**What you need to do**
From first line to last, write out the data precisely as shown.

(Records to use begins)

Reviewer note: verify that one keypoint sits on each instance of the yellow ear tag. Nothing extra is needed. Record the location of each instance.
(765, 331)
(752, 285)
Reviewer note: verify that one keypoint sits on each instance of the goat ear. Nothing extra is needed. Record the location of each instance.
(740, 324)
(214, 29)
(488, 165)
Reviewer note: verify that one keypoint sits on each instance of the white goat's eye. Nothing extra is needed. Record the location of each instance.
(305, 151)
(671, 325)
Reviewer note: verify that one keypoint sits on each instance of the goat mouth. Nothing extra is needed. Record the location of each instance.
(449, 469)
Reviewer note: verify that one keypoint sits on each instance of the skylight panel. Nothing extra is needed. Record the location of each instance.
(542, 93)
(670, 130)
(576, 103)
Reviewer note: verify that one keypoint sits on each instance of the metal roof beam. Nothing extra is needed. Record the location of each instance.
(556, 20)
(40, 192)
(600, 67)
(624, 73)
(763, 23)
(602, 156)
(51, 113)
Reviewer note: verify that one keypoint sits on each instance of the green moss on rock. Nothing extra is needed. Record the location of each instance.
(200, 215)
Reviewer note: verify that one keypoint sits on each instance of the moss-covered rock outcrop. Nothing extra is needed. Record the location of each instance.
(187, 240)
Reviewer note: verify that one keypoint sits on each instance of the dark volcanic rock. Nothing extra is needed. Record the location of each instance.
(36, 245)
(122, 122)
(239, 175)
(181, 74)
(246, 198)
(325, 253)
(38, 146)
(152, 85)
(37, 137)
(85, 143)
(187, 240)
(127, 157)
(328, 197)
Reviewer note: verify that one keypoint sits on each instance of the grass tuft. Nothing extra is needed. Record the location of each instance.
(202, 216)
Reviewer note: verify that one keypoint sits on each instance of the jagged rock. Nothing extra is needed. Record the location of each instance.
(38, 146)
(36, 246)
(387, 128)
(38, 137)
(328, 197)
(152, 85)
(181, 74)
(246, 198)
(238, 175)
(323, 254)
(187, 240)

(Records to use ends)

**Written response**
Reviewer note: verify that one keypoint sits on each instance of the yellow ear tag. Nothing extra is needed. Record the location of each instance.
(765, 331)
(752, 285)
Reviewer note: verify that one keypoint sits on each instance of the goat ear. Nothing extra is needed. Record the location of each instance.
(740, 324)
(214, 29)
(488, 165)
Reviewer note: verify that one keypoint sits on each instance of the white goat's eye. Nothing extra is needed. Record the location of each instance.
(305, 151)
(671, 325)
Reviewer note: verify that one keypoint sits on each instance of the goat mouth. Nothing extra is needed. Record the location of each instance.
(449, 469)
Reviewer note: verify that one keypoint sits on each instance of the skylight panel. Nothing extra is needed. Record the location of each instance.
(542, 93)
(670, 130)
(576, 103)
Reviewer note: verify that one keypoint sits on each instance of the metal roof beam. Nothing extra is needed. Record the location of each instance.
(556, 20)
(40, 192)
(600, 67)
(624, 73)
(763, 23)
(602, 156)
(51, 113)
Reviewer note: verify that one keypoint sits on each instance of the green moss on rock. Nothing extra is needed. Record the location of each instance.
(200, 215)
Reviewer note: verify that one keypoint sits on each instance of the moss-covered rock outcrop. Nothing extra is needed. Record the location of each instance.
(187, 240)
Reviewer note: verify that one keypoint sits on each instance of the dark volcanic rock. Nothing extra is needed. Record the location of each instance.
(36, 245)
(122, 122)
(239, 175)
(181, 74)
(246, 198)
(325, 253)
(38, 146)
(152, 85)
(37, 137)
(85, 143)
(187, 240)
(127, 157)
(328, 197)
Reviewer note: verify that one keypoint sits on each instance of the grass tuft. Nothing extra is needed. Record the location of each instance.
(202, 216)
Reviewer note: verify that one keypoint sits on each instance of the jagged rock. Nothing extra is needed. Record the location of each instance.
(38, 146)
(36, 246)
(387, 128)
(38, 137)
(328, 197)
(152, 85)
(181, 74)
(246, 198)
(238, 175)
(323, 254)
(187, 240)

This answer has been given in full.